*** SUPPLIED TEXT Section Begins ***
Plus, I’m dodging some clouds. Still, you know what they say about beggars and their lack of choices.

Now, the thing is I find outside & alcohol mentally provocative. Many times I will find myself enjoying a good IPA (like this one: Santa Monica Brewing Inclined IPA) and about halfway through I’ll get an idea and have to mosey on home to put it down. It’s not true every time but the reaction, or effect, always surprises me when it happens.

And, I do wonder why.

Is it the sun or the IPA or more likely a symbiotic combination? I vote for a symbiotic combination that flows from the sun’s gathering warmth and the mental softening effect of the IPA.

But, there’s something else and again it works in concert with both solar radiation and a good IPA; the lack of hurry, the feeling of easy contemplation, the sense that one is where one should be for that moment.
*** SUPPLIED TEXT Section Ends ***
*** DATASET ENTRIES Section Begins ***
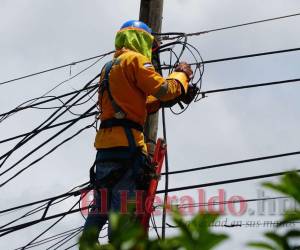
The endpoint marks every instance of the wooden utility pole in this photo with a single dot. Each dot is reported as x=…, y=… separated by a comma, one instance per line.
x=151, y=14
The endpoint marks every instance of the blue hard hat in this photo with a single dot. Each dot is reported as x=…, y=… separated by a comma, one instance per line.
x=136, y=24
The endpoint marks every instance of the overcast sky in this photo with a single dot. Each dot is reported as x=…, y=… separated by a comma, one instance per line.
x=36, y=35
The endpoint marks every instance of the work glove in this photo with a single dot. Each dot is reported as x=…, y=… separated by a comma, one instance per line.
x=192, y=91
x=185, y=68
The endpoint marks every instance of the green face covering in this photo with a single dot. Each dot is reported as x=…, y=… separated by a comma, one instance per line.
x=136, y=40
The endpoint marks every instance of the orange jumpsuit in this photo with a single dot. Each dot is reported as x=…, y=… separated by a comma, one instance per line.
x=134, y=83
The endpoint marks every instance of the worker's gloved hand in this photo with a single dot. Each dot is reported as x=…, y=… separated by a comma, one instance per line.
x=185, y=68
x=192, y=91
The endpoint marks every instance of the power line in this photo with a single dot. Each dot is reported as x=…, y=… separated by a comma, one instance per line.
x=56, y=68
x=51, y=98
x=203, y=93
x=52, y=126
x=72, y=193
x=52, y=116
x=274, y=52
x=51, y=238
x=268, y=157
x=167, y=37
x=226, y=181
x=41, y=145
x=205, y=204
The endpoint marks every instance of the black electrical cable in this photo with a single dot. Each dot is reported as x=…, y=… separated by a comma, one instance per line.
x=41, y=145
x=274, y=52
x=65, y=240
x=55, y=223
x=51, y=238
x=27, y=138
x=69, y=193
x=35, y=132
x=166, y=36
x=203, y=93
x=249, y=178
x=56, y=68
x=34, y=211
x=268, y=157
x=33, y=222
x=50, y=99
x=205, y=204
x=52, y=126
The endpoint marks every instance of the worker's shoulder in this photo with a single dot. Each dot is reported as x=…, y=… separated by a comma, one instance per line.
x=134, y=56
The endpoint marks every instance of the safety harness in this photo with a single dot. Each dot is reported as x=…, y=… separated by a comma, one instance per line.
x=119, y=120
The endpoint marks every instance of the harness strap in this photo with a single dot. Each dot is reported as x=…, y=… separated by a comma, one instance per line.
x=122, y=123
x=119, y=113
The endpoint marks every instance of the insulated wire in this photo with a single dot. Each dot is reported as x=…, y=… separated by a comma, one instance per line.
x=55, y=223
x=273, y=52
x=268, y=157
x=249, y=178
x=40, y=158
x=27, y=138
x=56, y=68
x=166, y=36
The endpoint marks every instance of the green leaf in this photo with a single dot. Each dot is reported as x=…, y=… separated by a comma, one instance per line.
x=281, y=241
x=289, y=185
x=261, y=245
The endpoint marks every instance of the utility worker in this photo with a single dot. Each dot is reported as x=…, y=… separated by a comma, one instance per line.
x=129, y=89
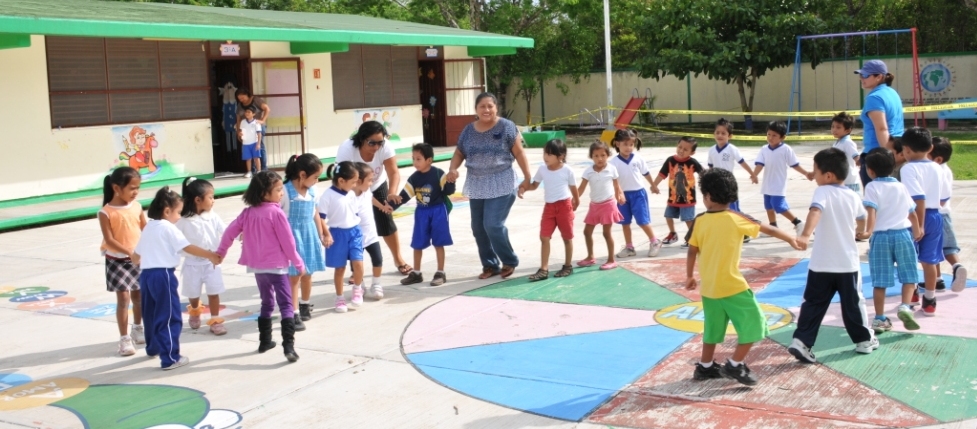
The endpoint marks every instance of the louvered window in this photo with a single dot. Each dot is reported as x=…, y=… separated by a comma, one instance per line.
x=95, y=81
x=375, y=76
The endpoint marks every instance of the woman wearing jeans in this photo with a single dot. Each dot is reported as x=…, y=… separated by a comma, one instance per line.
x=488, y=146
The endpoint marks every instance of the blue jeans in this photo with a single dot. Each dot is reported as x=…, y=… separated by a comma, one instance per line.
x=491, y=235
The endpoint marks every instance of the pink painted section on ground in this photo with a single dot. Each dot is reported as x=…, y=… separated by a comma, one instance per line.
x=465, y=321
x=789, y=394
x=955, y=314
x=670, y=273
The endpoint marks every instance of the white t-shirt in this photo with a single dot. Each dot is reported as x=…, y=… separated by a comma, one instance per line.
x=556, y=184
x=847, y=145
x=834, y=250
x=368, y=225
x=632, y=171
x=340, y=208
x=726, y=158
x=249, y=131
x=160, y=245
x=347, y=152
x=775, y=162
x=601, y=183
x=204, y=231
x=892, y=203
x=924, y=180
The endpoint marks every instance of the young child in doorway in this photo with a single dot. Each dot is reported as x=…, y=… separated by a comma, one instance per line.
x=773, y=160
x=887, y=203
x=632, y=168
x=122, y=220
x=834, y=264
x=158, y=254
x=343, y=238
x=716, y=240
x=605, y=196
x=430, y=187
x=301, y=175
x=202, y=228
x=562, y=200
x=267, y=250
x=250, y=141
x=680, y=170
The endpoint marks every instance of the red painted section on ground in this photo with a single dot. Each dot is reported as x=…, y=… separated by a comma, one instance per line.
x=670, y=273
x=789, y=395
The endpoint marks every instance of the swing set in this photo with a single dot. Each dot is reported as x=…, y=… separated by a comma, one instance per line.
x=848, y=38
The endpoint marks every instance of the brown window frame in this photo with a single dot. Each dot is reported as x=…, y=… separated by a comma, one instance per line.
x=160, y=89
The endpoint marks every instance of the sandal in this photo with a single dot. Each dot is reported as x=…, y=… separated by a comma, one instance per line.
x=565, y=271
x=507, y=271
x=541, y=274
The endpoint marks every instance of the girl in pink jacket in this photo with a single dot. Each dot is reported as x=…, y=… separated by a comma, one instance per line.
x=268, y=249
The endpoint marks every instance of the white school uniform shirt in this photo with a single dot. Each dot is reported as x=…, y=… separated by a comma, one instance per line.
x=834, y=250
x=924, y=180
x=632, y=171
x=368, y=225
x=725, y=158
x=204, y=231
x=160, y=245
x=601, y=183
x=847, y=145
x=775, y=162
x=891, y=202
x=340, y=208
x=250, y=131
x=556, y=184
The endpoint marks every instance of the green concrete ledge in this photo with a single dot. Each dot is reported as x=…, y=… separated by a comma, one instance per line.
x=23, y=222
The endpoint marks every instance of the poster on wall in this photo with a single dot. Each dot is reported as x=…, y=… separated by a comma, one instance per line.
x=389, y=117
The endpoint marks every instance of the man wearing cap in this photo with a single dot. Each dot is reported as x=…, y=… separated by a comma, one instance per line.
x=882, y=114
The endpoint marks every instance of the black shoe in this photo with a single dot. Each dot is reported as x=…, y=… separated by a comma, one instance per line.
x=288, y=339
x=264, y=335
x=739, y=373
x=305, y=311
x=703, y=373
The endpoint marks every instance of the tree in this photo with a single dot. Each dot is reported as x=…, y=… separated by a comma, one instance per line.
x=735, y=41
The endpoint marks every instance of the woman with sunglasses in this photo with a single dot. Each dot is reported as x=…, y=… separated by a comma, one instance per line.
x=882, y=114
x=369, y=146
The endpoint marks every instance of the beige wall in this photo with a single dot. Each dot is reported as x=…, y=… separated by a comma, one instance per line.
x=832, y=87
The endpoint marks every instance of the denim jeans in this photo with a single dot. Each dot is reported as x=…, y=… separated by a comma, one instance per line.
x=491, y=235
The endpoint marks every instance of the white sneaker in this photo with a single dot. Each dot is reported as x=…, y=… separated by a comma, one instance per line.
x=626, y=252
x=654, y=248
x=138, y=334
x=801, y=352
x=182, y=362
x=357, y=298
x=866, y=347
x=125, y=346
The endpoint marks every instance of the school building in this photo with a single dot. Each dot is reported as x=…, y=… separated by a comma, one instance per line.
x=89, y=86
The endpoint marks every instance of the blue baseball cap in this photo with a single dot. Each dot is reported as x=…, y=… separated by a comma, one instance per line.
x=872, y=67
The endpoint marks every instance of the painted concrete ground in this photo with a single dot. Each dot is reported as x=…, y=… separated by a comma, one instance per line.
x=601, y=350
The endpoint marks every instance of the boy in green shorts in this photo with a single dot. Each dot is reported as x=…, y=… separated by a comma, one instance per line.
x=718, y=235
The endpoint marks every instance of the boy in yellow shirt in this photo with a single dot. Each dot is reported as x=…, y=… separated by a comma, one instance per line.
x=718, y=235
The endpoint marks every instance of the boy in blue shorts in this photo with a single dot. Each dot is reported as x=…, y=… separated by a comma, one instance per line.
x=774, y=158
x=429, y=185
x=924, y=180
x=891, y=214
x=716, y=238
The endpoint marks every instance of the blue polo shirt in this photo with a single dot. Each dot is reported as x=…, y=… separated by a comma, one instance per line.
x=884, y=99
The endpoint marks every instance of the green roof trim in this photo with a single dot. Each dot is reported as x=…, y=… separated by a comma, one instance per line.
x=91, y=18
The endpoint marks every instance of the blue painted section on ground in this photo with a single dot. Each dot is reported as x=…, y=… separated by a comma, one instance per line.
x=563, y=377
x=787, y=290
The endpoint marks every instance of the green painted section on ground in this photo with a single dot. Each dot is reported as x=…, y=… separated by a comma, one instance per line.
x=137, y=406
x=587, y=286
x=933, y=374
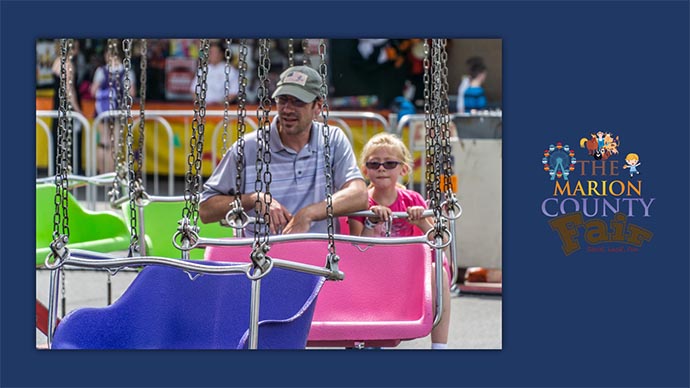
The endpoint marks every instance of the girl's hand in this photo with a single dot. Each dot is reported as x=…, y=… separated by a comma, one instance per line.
*** DATASET ENTRIES Section Ends ***
**REQUIRED ACTION 1**. Return the portion of the passage on sunshine and IPA from "But, there’s something" up to and including "for that moment.".
**REQUIRED ACTION 2**. In the last sentence of the passage on sunshine and IPA, list each item that follows the semicolon.
**REQUIRED ACTION 3**. Write what comes next in the passage on sunshine and IPA, picking up after its final sentence.

**EXERCISE RESPONSE 1**.
But, there’s something else and again it works in concert with both solar radiation and a good IPA; the lack of hurry, the feeling of easy contemplation, the sense that one is where one should be for that moment.

**EXERCISE RESPONSE 2**.
the lack of hurry
the feeling of easy contemplation
the sense that one is where one should be for that moment

**EXERCISE RESPONSE 3**.
It’s often hard to create a lack of hurry sense, but that’s what I need.

Anyway, it’s a hard balance to strike and it’s all to easy to take it too far (IPA wise) and to become insensitive (idea wise). The key is to create a combination of balance & opportunity. If I can achieve that balance perhaps I can make some inroads on my book while staying safe. I’m well over halfway through but it’s still a little hard to see the end of tunnel.

I encourage all of you to do the same while being safe.